* [EXERCISE DETAILS]
Revise the rows beginning at the line that contains "of the navy" and continuing through the end of the rows. Swap every "field-scouting" for "field-survey" and keep all other text identical.

* [EXERCISE MATERIALS]
....
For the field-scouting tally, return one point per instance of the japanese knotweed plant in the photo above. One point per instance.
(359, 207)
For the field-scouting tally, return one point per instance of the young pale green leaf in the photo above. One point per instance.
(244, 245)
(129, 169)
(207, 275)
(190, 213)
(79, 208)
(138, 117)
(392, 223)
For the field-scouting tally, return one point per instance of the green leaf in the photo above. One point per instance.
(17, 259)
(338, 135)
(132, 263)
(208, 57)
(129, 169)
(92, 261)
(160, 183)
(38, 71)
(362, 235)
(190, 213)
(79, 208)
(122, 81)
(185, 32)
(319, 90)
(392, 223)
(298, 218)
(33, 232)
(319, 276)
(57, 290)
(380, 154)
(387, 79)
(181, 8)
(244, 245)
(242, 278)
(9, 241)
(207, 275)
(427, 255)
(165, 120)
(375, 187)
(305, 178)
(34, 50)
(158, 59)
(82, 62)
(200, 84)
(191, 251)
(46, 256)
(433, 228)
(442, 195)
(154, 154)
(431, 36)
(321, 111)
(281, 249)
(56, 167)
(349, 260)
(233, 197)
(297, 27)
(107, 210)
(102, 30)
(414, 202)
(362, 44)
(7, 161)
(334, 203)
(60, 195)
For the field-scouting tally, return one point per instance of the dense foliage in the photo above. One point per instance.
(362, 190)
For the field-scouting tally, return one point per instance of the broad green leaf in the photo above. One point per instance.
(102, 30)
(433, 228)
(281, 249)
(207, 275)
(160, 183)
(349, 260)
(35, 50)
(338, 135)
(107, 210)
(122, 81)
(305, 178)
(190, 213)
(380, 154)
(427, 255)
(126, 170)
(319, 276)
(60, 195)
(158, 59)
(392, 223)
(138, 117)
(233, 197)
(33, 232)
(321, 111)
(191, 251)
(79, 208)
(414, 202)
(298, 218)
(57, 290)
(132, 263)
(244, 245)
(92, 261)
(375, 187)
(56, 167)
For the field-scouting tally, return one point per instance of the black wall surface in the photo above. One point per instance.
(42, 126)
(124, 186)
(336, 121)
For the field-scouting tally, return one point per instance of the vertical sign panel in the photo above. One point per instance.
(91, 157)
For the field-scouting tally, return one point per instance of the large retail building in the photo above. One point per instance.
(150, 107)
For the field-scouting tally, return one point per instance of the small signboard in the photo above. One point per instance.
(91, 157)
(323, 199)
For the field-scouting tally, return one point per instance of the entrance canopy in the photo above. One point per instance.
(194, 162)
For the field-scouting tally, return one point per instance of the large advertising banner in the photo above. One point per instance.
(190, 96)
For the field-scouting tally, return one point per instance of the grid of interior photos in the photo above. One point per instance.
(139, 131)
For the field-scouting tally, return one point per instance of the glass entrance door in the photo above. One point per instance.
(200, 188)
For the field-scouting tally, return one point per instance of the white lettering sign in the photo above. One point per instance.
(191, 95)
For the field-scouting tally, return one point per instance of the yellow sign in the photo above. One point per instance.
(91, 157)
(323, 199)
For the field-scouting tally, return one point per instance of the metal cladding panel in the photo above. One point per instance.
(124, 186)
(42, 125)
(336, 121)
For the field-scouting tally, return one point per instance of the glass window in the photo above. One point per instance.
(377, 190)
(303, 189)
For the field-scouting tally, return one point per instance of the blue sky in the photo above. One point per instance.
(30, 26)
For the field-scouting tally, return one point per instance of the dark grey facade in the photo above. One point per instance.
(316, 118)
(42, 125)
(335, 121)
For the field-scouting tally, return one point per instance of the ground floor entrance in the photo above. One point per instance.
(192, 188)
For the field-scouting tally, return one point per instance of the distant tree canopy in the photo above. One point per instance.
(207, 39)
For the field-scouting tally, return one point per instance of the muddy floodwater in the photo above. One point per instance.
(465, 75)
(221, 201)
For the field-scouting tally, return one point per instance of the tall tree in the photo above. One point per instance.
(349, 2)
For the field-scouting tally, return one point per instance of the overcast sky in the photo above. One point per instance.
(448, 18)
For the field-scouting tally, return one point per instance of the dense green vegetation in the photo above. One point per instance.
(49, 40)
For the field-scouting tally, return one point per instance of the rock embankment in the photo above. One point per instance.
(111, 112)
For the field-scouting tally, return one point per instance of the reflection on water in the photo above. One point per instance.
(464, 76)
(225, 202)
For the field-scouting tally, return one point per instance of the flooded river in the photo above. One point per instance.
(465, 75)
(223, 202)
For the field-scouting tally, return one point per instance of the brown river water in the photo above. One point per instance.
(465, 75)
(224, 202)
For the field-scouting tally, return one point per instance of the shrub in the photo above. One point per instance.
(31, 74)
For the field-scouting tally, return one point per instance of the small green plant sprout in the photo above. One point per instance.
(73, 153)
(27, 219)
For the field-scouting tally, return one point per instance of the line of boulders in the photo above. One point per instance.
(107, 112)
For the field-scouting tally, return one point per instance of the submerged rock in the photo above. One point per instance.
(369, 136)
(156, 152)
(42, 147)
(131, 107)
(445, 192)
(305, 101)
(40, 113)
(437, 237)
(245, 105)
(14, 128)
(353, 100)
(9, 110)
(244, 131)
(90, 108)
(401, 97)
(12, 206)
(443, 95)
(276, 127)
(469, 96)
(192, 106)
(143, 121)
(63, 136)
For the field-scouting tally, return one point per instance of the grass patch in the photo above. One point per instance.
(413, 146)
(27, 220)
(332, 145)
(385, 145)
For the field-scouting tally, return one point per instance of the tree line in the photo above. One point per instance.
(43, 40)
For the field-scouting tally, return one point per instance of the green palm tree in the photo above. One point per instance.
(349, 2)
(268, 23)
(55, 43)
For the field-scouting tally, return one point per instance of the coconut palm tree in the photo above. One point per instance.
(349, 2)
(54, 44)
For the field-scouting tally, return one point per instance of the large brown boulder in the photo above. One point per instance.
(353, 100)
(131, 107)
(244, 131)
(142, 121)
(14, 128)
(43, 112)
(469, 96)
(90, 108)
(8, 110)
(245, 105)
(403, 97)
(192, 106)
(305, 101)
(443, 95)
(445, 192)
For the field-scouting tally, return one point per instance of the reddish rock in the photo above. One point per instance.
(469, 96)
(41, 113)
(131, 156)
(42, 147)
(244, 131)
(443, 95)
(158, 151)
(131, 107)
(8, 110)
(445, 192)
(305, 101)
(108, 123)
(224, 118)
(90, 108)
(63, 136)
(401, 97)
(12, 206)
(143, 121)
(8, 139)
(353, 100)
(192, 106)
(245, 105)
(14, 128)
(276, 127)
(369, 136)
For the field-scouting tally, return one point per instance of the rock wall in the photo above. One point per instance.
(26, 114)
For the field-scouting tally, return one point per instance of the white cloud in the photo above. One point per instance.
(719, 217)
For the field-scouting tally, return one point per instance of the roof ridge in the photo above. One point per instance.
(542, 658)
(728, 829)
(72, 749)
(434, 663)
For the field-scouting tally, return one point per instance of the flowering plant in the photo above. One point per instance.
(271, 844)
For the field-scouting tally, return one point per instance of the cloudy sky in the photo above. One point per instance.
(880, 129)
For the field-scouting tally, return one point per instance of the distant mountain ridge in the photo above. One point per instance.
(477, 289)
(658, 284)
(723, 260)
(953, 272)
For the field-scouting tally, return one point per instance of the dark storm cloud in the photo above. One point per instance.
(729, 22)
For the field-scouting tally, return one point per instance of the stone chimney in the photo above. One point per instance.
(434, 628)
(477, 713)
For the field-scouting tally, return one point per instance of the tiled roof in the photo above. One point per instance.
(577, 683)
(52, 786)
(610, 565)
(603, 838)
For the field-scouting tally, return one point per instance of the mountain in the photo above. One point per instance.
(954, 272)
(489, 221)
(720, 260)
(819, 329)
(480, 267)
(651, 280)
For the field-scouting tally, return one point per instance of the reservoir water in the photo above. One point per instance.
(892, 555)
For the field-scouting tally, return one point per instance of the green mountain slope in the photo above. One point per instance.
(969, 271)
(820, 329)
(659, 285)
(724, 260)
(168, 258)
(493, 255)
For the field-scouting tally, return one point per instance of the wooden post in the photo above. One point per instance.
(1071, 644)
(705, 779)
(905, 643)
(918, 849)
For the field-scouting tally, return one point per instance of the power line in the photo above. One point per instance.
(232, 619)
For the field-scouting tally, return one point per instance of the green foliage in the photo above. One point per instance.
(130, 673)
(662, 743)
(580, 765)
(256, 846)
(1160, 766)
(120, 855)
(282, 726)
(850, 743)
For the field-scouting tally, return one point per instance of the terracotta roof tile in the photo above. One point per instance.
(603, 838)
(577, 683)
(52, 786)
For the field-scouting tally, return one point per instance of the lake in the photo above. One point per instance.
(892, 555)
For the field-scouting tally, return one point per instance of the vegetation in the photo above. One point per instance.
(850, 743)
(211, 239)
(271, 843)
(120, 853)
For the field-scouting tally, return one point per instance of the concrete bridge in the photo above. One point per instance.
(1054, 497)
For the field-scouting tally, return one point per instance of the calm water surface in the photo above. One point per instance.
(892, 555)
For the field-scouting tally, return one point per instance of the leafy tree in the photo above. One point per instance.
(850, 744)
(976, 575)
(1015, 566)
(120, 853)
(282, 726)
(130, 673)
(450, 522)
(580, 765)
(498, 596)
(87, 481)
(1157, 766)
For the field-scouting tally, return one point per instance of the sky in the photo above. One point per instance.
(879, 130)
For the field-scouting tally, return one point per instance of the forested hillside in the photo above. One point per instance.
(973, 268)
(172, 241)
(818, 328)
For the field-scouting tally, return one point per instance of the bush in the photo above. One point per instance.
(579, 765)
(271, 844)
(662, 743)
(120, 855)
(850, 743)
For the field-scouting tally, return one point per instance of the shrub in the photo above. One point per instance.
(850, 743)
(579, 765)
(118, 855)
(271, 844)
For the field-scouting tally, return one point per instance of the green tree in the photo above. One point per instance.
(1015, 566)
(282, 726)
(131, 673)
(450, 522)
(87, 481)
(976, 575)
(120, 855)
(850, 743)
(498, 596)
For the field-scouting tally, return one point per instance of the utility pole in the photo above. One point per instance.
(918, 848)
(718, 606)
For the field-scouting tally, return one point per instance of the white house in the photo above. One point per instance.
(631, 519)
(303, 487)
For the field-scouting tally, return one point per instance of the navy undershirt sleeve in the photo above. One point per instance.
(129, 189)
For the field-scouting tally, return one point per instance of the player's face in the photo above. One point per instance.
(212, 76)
....
* [RESULT OF THIS EXERCISE]
For the field-survey tally, return one point per instance of the navy undershirt sleeve in the photo above. One point per instance.
(129, 189)
For the field-survey tally, return one point per instance of the player's face in the photo above. One point per instance.
(212, 76)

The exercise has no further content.